» **WHAT IS NEEDED**
Copy out the lines below, starting with the one that contains "In this picture, where can the blue and" and going on through the one that contains "point(454, 240)". Swap "canopy tent" for "gazebo" and leave everything else as it is.

» **MATERIAL**
===============

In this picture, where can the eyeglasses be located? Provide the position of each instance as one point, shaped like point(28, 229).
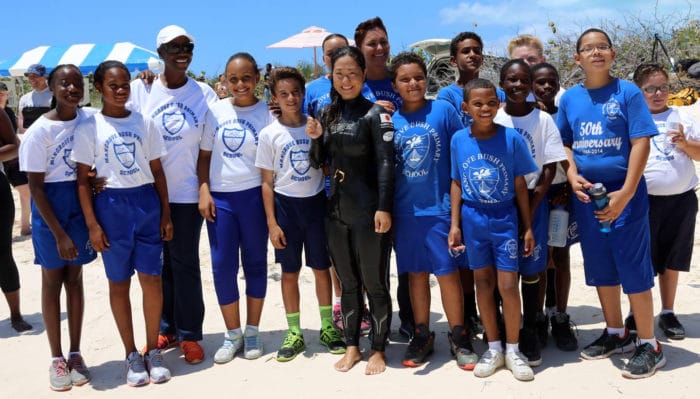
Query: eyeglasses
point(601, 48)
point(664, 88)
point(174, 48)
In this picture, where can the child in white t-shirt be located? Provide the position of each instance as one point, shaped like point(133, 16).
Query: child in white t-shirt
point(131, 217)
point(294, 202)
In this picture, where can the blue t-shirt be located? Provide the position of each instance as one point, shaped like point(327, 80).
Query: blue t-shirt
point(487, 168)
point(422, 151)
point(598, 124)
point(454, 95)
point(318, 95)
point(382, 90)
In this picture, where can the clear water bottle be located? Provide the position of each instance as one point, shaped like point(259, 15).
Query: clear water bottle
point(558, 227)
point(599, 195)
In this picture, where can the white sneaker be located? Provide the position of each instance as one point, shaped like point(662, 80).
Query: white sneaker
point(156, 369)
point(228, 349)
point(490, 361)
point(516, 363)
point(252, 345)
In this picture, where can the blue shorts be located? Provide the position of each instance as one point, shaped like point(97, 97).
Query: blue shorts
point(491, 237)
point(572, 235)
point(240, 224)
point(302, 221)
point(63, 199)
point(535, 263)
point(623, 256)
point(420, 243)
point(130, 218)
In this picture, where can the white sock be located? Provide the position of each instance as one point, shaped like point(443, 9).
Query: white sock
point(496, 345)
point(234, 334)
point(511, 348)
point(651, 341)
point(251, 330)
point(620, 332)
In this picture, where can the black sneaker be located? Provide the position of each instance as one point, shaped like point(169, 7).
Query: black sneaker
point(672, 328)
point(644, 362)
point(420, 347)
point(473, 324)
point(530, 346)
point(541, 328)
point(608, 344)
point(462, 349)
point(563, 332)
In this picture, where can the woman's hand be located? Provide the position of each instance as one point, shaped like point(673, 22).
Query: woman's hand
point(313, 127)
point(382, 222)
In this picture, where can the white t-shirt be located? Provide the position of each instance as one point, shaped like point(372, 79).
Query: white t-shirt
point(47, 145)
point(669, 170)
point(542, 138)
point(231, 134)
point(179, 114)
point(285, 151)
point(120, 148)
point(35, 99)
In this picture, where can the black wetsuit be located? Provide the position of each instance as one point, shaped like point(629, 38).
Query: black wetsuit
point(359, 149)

===============

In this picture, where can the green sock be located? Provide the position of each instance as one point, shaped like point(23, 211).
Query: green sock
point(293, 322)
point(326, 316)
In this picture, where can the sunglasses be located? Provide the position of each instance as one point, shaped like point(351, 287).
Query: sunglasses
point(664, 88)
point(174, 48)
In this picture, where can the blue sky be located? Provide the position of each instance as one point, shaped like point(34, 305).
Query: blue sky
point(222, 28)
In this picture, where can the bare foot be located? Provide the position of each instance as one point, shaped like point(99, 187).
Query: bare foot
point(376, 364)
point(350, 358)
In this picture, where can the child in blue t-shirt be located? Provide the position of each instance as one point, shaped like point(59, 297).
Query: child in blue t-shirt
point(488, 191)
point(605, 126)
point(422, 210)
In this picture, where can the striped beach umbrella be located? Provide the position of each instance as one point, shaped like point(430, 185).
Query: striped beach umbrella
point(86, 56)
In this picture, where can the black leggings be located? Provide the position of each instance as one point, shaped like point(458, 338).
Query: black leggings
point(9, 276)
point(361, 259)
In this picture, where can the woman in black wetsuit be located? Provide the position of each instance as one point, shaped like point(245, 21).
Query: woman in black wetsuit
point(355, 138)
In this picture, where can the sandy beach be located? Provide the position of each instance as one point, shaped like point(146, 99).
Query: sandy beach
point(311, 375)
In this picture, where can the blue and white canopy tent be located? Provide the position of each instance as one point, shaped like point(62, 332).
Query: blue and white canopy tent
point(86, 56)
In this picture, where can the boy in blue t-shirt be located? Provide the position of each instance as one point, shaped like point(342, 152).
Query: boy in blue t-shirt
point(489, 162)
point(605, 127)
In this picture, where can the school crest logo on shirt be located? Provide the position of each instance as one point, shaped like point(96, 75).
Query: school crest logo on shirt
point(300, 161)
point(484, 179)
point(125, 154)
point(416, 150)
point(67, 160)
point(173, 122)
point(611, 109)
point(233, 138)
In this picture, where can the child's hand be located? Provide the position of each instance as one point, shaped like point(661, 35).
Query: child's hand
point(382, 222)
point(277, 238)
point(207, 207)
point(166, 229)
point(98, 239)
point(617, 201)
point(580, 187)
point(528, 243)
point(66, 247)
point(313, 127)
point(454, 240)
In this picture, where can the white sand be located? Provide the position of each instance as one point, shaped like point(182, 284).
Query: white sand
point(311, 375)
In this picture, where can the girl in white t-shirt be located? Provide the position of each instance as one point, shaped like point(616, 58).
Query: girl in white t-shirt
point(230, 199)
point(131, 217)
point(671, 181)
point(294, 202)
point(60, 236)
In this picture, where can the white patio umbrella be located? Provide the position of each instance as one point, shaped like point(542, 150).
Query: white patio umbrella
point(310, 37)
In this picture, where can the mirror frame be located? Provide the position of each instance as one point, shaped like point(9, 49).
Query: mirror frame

===============

» **SOLUTION TO THE PROBLEM**
In this picture, where can the blue and white gazebo be located? Provide the position of each instance as one point, shaped like point(62, 332).
Query: blue and white gazebo
point(86, 56)
In this picture, where can the boy in blue t-shirt be located? Provide the position of each instance as one point, shaped like point(342, 152).
Query: boy in blue t-shirt
point(489, 162)
point(605, 127)
In this picture, where can the school crest logo on shirt be located? Provide the position of each instance as one point, shaped like point(96, 75).
Query: school crest logo on shirt
point(300, 161)
point(484, 179)
point(125, 154)
point(416, 150)
point(67, 160)
point(173, 122)
point(611, 109)
point(233, 138)
In this picture, where can the child's hand be located? Provide the position of each instance as one point, shaped like point(661, 35).
Query: child's hand
point(382, 222)
point(277, 238)
point(207, 207)
point(166, 229)
point(98, 239)
point(617, 201)
point(580, 187)
point(528, 243)
point(66, 247)
point(313, 127)
point(454, 240)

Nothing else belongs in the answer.